• _Work instructions_:
Reproduce all entries verbatim, with nothing added or dropped.

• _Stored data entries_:
******

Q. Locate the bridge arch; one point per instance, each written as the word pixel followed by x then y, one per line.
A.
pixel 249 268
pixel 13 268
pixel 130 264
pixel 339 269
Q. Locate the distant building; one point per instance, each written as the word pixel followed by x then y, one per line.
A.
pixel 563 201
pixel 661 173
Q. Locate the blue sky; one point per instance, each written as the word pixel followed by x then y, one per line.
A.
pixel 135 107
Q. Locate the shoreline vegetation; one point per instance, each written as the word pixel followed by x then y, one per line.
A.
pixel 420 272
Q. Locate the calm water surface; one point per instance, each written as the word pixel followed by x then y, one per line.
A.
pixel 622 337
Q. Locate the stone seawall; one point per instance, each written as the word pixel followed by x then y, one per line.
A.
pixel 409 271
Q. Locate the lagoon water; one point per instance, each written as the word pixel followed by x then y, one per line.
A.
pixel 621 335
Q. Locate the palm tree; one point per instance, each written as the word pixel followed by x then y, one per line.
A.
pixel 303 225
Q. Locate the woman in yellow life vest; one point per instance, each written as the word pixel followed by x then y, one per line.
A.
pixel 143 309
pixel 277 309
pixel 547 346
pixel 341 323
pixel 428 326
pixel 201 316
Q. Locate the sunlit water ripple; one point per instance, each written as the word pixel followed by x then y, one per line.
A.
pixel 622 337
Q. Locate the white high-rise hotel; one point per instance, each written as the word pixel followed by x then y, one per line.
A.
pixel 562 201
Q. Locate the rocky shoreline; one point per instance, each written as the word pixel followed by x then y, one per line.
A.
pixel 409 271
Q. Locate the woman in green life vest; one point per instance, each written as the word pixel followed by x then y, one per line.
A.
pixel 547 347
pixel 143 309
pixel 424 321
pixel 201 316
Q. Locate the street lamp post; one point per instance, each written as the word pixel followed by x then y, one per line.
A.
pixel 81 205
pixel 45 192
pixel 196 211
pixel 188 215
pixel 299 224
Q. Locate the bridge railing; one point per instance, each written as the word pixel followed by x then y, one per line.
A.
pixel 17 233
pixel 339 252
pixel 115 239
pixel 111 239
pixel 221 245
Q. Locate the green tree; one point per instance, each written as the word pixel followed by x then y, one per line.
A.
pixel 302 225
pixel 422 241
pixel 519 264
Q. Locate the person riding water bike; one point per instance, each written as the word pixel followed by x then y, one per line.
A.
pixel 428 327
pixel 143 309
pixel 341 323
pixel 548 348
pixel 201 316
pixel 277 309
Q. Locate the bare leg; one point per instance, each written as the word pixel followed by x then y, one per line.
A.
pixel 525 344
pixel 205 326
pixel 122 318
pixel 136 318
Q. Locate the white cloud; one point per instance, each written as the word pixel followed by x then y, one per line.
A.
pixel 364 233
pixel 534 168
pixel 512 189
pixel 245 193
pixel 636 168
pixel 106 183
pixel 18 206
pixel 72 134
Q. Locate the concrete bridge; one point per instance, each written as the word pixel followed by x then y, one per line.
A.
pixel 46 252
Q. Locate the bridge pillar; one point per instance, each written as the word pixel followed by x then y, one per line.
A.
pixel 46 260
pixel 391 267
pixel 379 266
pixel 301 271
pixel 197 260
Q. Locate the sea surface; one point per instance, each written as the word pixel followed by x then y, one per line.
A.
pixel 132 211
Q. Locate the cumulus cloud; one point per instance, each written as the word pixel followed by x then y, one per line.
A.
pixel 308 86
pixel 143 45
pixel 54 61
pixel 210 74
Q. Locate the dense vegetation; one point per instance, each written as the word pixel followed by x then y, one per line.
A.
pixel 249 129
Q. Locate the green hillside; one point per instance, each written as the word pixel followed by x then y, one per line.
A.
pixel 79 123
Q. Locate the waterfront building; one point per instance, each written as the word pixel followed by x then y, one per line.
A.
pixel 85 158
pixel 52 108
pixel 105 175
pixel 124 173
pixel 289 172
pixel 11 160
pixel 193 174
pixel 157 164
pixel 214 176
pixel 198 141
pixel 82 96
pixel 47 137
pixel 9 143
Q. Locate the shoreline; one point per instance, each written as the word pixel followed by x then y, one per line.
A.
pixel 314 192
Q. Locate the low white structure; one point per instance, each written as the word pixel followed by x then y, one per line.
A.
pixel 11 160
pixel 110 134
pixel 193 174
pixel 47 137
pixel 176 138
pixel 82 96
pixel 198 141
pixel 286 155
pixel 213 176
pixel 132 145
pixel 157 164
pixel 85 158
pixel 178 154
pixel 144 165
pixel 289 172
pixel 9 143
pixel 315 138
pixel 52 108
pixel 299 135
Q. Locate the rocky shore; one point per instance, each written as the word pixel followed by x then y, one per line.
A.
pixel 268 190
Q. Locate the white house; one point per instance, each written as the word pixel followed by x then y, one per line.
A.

******

• _Answer to this task_:
Q. Locate the bridge arch; one point per instance, each written as the word pixel followed by x then y, one per line.
A.
pixel 249 268
pixel 13 268
pixel 130 264
pixel 339 269
Q. Locate the distant building; one point per instance, each written as the word pixel followed by x then y, one per line.
A.
pixel 563 201
pixel 661 173
Q. Locate the blue sky; one point per instance, each written as the word pixel followed by x then y, one per line.
A.
pixel 135 107
Q. Locate the shoreline vegetation; one point per instance, each written as the word pixel followed by x then y, one per line.
A.
pixel 420 272
Q. Locate the calm water surface; one point per instance, each written as the word pixel followed by x then y, one per line.
A.
pixel 622 337
Q. Locate the stone seawall; one point per instance, each written as the word pixel followed by x then y, one per line.
A.
pixel 409 271
Q. Locate the lagoon water; one point per instance, each written as the word pixel followed by x then y, one per line.
A.
pixel 621 335
Q. Locate the palm tree; one point per instance, each written as the word pixel followed by x then y, one per line.
A.
pixel 303 225
Q. Locate the woman in yellow life vest; one point per instance, each written as the word pixel followed by x then y, one per line.
A.
pixel 143 309
pixel 277 309
pixel 547 346
pixel 341 323
pixel 428 326
pixel 201 316
Q. Locate the sunlit water ripple; one point per instance, each written as the word pixel followed by x then y, one per line.
A.
pixel 622 337
Q. Locate the white high-rise hotel; one point per instance, each written as the word pixel followed by x then y, one per line.
A.
pixel 562 201
Q. Locate the rocky shoreline; one point per instance, each written as the word pixel followed by x then y, one per line.
A.
pixel 409 271
Q. Locate the woman in green life vest; one point per instance, each written as the word pixel followed by x then y, one per line.
A.
pixel 547 347
pixel 143 309
pixel 424 321
pixel 201 316
Q. Locate the street lamp post; one point per instance, each written as the word pixel followed by x then y, one per line.
A.
pixel 81 205
pixel 45 192
pixel 196 211
pixel 188 215
pixel 299 224
Q. Locate the bridge railing; one point per instance, each written as the word pixel followed by x then y, one per line.
A.
pixel 17 233
pixel 339 252
pixel 115 239
pixel 111 239
pixel 221 245
Q. Locate the green tree; one point per instance, each written as the word pixel followed by x then y, one per line.
A.
pixel 302 225
pixel 422 241
pixel 519 264
Q. Locate the person riding water bike; one point per instance, each written as the word pixel followed by x then y, one per line.
A.
pixel 428 327
pixel 143 309
pixel 341 323
pixel 548 348
pixel 201 316
pixel 277 309
Q. Locate the bare leg; one point per instance, each written as the word pixel followed by x then y, one per line.
A.
pixel 525 344
pixel 205 326
pixel 122 318
pixel 136 318
Q. Locate the white cloud; one point per instance, each written as the word pixel followed by x then y, one per line.
A.
pixel 364 233
pixel 534 168
pixel 512 189
pixel 245 193
pixel 636 168
pixel 106 183
pixel 18 206
pixel 72 134
Q. Locate the concrete bridge; one point per instance, each written as the word pixel followed by x then y, one per line.
A.
pixel 46 252
Q. Locate the bridge pillar; one point per instance, each written as the word pixel followed by x then y, one per line.
A.
pixel 46 260
pixel 391 267
pixel 379 266
pixel 301 271
pixel 197 260
Q. Locate the sea surface; one point per instance, each written as the word pixel followed by x then y, one per line.
A.
pixel 132 211
Q. Locate the cumulus cloud; one point per instance, each written as the word pixel followed by x then y, one per line.
A.
pixel 308 86
pixel 143 45
pixel 54 61
pixel 210 74
Q. Locate the dense vegetation; one point per instance, each written as the word pixel followed by x then y, one per line.
A.
pixel 249 129
Q. Locate the green hillside; one point per instance, each written as the word pixel followed by x then y, one per line.
A.
pixel 79 123
Q. Locate the waterfront building; one point per instance, each written as the word pixel followed by x then y, one per line.
A.
pixel 85 158
pixel 52 108
pixel 105 175
pixel 124 173
pixel 289 172
pixel 11 160
pixel 193 174
pixel 157 164
pixel 214 176
pixel 198 141
pixel 82 96
pixel 47 137
pixel 9 143
Q. Locate the shoreline; one point per instance, each written as the word pixel followed by x then y, one per line.
A.
pixel 314 192
Q. Locate the low white structure; one point per instance, each written as the word pixel followed by x then y, one per line.
A.
pixel 11 160
pixel 110 134
pixel 193 174
pixel 47 137
pixel 176 138
pixel 82 96
pixel 198 141
pixel 286 155
pixel 213 176
pixel 132 145
pixel 157 164
pixel 85 158
pixel 178 154
pixel 144 165
pixel 289 172
pixel 9 143
pixel 315 138
pixel 52 108
pixel 299 135
Q. Locate the rocky shore; one point per instance, each written as the word pixel followed by x then y, one per line.
A.
pixel 268 190
Q. Locate the white house; one point per instance, each written as the word pixel followed by x then y, one per line.
A.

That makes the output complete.